THE PROBLEM: Pull out all lines from the listing below in which the word "instance" appears.

GIVEN RECORDS:
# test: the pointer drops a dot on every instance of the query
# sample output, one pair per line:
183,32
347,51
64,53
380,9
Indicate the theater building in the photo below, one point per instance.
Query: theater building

REPLY:
# test: the pointer drops a dot on every instance of the query
Indicate the theater building in the photo below, one point per instance.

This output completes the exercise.